### CHALLENGE
The exercise asks for every line of the data to be reproduced exactly.

Excerpts of pointing data
▼
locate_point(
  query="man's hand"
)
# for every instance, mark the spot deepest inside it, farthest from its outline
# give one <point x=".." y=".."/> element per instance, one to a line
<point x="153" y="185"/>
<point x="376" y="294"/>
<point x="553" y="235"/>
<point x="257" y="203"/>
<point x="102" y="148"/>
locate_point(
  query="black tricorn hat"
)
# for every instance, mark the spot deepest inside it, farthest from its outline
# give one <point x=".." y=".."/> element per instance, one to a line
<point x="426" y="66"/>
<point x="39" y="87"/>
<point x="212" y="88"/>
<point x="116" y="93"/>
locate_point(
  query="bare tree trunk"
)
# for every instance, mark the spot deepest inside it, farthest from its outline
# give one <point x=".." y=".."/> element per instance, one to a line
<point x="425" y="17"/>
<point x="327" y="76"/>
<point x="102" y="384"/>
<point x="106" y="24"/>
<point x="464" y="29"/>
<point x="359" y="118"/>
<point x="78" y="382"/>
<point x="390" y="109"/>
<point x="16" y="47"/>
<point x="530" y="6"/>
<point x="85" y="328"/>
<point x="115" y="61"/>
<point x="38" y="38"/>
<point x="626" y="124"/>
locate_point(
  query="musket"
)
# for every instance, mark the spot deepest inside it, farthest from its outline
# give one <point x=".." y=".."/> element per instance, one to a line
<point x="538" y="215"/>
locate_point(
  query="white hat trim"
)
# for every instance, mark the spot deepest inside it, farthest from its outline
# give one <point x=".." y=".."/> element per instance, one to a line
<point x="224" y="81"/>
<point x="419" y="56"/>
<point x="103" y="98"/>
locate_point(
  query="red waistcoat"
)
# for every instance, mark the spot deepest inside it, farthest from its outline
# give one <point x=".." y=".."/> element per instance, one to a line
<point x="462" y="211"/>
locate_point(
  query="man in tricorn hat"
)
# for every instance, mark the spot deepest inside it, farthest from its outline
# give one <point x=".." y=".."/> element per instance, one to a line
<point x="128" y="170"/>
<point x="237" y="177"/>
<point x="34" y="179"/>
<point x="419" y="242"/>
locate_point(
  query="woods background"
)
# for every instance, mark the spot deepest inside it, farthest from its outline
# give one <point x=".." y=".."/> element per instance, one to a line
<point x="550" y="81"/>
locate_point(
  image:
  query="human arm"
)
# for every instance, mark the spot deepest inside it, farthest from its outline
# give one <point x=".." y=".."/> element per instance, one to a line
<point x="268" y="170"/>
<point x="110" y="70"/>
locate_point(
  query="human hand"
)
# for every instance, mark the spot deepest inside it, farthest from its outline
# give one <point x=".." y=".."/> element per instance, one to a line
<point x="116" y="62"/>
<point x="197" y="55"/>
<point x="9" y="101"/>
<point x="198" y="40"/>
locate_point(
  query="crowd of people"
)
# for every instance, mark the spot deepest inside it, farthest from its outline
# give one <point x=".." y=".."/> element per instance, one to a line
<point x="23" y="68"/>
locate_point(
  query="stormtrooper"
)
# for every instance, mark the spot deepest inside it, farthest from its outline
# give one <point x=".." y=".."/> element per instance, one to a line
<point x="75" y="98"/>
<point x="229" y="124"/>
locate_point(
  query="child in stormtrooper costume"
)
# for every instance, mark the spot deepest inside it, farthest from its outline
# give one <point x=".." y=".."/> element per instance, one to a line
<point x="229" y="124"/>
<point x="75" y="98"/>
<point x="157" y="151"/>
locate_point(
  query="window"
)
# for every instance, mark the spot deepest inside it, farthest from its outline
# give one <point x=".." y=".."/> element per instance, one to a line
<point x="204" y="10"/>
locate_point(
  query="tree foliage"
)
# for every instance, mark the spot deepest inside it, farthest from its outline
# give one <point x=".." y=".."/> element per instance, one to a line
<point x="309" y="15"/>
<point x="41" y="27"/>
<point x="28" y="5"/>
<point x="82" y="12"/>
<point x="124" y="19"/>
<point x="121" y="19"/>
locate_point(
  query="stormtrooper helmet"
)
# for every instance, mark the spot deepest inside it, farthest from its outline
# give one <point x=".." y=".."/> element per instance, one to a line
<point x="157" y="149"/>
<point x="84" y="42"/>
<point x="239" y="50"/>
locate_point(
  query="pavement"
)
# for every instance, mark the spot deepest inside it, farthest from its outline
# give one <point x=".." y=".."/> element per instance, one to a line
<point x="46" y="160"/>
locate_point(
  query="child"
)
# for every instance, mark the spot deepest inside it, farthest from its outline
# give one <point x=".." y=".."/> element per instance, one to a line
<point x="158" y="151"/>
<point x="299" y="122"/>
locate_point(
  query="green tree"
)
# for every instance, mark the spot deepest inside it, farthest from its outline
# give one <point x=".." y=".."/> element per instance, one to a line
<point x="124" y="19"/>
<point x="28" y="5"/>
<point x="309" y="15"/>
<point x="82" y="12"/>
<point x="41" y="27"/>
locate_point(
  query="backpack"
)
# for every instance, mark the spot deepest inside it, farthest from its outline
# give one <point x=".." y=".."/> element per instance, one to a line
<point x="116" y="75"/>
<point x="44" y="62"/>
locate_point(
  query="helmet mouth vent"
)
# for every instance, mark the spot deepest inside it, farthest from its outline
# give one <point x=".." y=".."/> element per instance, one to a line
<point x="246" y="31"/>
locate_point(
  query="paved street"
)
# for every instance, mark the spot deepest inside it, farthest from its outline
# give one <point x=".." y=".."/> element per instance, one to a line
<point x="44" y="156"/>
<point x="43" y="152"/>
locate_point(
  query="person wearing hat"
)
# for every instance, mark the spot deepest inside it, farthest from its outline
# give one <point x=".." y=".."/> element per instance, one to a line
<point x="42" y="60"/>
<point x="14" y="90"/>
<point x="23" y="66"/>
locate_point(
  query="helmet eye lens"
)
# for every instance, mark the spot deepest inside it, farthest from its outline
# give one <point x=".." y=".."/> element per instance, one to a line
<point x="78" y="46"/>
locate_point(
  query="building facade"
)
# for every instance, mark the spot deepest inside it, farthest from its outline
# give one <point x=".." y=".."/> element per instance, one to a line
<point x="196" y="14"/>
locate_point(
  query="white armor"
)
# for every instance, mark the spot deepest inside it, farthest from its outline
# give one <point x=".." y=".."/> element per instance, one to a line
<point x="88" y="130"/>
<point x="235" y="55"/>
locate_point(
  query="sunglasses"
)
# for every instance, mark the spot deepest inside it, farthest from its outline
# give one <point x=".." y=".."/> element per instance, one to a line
▲
### FULL ANSWER
locate_point(
  query="man's hand"
)
# for every instance, mark the spot deepest inside it, farthest from its outline
# give one <point x=".." y=".."/> element per instance, one to a line
<point x="153" y="185"/>
<point x="376" y="294"/>
<point x="553" y="235"/>
<point x="257" y="203"/>
<point x="102" y="148"/>
locate_point(
  query="black tricorn hat"
)
# for every instance, mark the spot deepest inside it, farthest from its outline
# give one <point x=".." y=".."/> element per instance, one to a line
<point x="426" y="66"/>
<point x="39" y="87"/>
<point x="212" y="88"/>
<point x="116" y="93"/>
locate_point(
  query="bare tree trunk"
)
# for every instance, mark the spot deepest inside it, farthest from its outline
# give one <point x=".." y=".."/> element per instance, one to a line
<point x="425" y="17"/>
<point x="327" y="76"/>
<point x="102" y="384"/>
<point x="106" y="24"/>
<point x="464" y="29"/>
<point x="359" y="118"/>
<point x="78" y="382"/>
<point x="390" y="109"/>
<point x="16" y="47"/>
<point x="530" y="6"/>
<point x="85" y="328"/>
<point x="115" y="61"/>
<point x="38" y="38"/>
<point x="626" y="124"/>
locate_point(
  query="musket"
)
# for every instance, mark the spot deepest inside it, farthest from its outline
# give one <point x=".." y=".."/> element per instance, one to a line
<point x="538" y="215"/>
locate_point(
  query="white hat trim"
)
# for every instance, mark the spot deepest inside it, farthest from its outline
# give one <point x=".." y=".."/> element per instance, one to a line
<point x="224" y="81"/>
<point x="419" y="56"/>
<point x="103" y="98"/>
locate_point(
  query="red waistcoat"
)
# for every instance, mark the spot deepest inside it, farthest from its outline
# give one <point x=".." y=".."/> element per instance, one to a line
<point x="462" y="211"/>
locate_point(
  query="man in tricorn hat"
)
# for every instance, mark the spot deepest inside it, farthest from its outline
# give one <point x=".." y=".."/> element per instance, one to a line
<point x="128" y="170"/>
<point x="237" y="177"/>
<point x="34" y="179"/>
<point x="419" y="242"/>
locate_point(
  query="woods background"
)
# for every instance, mark the spot deepest inside it, farthest from its outline
# give one <point x=".." y=".."/> element per instance, one to a line
<point x="550" y="81"/>
locate_point(
  image:
  query="human arm"
)
# for every instance, mark the spot deepest inside it, farthest from its outline
# give one <point x=".." y=".."/> element per instance, one to a line
<point x="268" y="170"/>
<point x="110" y="70"/>
locate_point(
  query="human hand"
)
# for every instance, mark the spot deepest inside it, farthest from its outline
# give one <point x=".." y=".."/> element per instance, one to a line
<point x="116" y="62"/>
<point x="197" y="55"/>
<point x="9" y="101"/>
<point x="198" y="40"/>
locate_point(
  query="crowd of people"
)
# for every instance, mark the spot deepest inside it, farthest from its outline
# give one <point x=".." y=".."/> element per instance, one to a line
<point x="23" y="68"/>
locate_point(
  query="stormtrooper"
)
# for every instance, mark the spot deepest inside it, farthest from its outline
# give one <point x=".." y=".."/> element per instance, one to a line
<point x="75" y="98"/>
<point x="229" y="124"/>
locate_point(
  query="child in stormtrooper costume"
)
# for every instance, mark the spot deepest inside it, farthest from its outline
# give one <point x=".." y=".."/> element per instance, one to a line
<point x="229" y="124"/>
<point x="75" y="98"/>
<point x="157" y="151"/>
locate_point(
  query="window"
)
# for every instance, mark the spot deepest inside it, farthest from its outline
# give one <point x=".." y=".."/> element per instance, one to a line
<point x="204" y="10"/>
locate_point(
  query="tree foliage"
)
# for every instance, mark the spot deepest inside it, farthest from its outline
# give one <point x=".." y=".."/> element per instance, one to a line
<point x="309" y="15"/>
<point x="41" y="27"/>
<point x="28" y="5"/>
<point x="82" y="12"/>
<point x="124" y="19"/>
<point x="121" y="19"/>
locate_point(
  query="stormtrooper helmet"
)
# for every instance, mark the spot deepest inside it, farthest from its outline
# give one <point x=".." y=".."/> element per instance, one to a line
<point x="157" y="149"/>
<point x="84" y="42"/>
<point x="239" y="50"/>
locate_point(
  query="pavement"
)
# for every instance, mark the spot deepest inside it, farthest from its outline
# give one <point x=".." y=".."/> element per instance, one to a line
<point x="46" y="160"/>
locate_point(
  query="child"
)
# for every instance, mark the spot deepest inside it, farthest from its outline
# give one <point x=".." y=".."/> element per instance, one to a line
<point x="158" y="151"/>
<point x="299" y="122"/>
locate_point(
  query="green tree"
)
# for every instance, mark the spot deepest inside it, farthest from its outline
# give one <point x=".." y=".."/> element per instance, one to a line
<point x="124" y="19"/>
<point x="28" y="5"/>
<point x="309" y="15"/>
<point x="82" y="12"/>
<point x="41" y="27"/>
locate_point(
  query="backpack"
)
# for every instance, mark the spot deepest inside it, farthest from its outline
# give one <point x=".." y=".."/> element per instance, one to a line
<point x="116" y="75"/>
<point x="44" y="62"/>
locate_point(
  query="helmet mouth vent"
)
# for every instance, mark the spot deepest inside it, farthest from its outline
# give one <point x=".." y=".."/> element per instance, one to a line
<point x="246" y="31"/>
locate_point(
  query="paved street"
)
# for every instance, mark the spot deepest inside it, farthest from its outline
# give one <point x=".." y=".."/> element per instance, one to a line
<point x="44" y="156"/>
<point x="43" y="152"/>
locate_point(
  query="person wearing hat"
)
# for every instance, mark the spot deepest inside it, farthest from its outline
# give one <point x=".." y=".."/> element per instance, one to a line
<point x="42" y="60"/>
<point x="14" y="90"/>
<point x="23" y="66"/>
locate_point(
  query="helmet eye lens"
)
# for every instance, mark the spot deepest inside it, farthest from its outline
# give one <point x=".." y=".."/> element per instance, one to a line
<point x="78" y="46"/>
locate_point(
  query="building facade"
)
# for every instance, mark the spot deepest inside it, farthest from its outline
# give one <point x=".." y=".."/> element per instance, one to a line
<point x="196" y="14"/>
locate_point(
  query="white armor"
)
# for every instance, mark the spot deepest inside it, farthest from its outline
# give one <point x=".." y=".."/> element per instance, one to a line
<point x="88" y="130"/>
<point x="235" y="55"/>
locate_point(
  query="sunglasses"
)
# for every instance, mark the spot deepest inside it, farthest from its outline
# give one <point x=".." y=".."/> element per instance, one to a line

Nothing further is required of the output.